• Exercise prompt
Your answer should be the lines from the one containing "Would you be able to point at the stone step" through the final line below, copied exactly.

[Entries taken from a collection]
Content starts
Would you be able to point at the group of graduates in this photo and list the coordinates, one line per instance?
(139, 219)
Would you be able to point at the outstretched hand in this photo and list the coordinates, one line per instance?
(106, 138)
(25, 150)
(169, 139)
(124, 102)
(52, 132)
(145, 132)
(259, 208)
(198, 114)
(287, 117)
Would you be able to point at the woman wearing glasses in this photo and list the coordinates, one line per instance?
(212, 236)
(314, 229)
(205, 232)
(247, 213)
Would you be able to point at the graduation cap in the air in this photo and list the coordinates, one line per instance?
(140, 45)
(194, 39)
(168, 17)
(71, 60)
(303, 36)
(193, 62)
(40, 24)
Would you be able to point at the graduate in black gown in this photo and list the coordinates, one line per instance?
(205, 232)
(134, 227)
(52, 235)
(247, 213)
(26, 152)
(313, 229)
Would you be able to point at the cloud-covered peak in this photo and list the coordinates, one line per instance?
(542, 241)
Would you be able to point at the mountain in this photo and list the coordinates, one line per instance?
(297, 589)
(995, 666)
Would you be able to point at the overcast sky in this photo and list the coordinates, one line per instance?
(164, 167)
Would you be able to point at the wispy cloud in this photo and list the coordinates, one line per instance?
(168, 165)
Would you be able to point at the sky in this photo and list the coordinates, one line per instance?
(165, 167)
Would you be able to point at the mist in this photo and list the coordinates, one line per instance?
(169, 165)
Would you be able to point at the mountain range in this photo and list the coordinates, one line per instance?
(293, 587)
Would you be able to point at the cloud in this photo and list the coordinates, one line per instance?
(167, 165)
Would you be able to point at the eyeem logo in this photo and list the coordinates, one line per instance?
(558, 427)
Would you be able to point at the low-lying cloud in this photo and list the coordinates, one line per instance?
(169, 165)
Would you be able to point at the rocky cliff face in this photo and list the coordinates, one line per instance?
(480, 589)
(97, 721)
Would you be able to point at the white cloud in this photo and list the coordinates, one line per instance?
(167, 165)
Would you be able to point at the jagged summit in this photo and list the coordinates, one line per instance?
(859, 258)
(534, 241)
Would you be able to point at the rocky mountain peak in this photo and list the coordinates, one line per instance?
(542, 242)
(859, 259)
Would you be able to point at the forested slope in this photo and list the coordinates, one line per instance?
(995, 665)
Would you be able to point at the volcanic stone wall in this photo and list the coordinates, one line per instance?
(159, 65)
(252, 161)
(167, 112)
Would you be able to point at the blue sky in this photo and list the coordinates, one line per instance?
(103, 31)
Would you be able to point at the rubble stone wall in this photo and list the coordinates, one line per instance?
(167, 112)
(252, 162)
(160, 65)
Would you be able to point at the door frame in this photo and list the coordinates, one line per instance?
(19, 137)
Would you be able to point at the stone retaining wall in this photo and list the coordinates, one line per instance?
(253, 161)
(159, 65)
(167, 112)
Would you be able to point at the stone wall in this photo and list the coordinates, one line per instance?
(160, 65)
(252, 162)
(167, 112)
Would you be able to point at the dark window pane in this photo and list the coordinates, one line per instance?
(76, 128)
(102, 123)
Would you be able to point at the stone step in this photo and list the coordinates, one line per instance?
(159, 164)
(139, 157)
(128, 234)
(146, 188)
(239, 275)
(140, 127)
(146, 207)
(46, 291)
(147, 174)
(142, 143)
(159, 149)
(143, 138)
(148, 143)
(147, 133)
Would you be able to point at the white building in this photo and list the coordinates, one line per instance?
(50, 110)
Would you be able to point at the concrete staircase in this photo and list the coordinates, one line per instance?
Content ends
• Result for this exercise
Would you be able to point at the stone step in this photo and list the coordinates, one line per instance?
(159, 164)
(139, 157)
(128, 234)
(146, 188)
(239, 275)
(140, 127)
(146, 207)
(46, 291)
(147, 174)
(142, 143)
(159, 149)
(143, 138)
(148, 143)
(147, 133)
Would you be able to point at the white building in this photo and list the coordinates, one line per instance?
(50, 110)
Would you be able to point at the concrete staircase in this photo and list the coordinates, one line per instance?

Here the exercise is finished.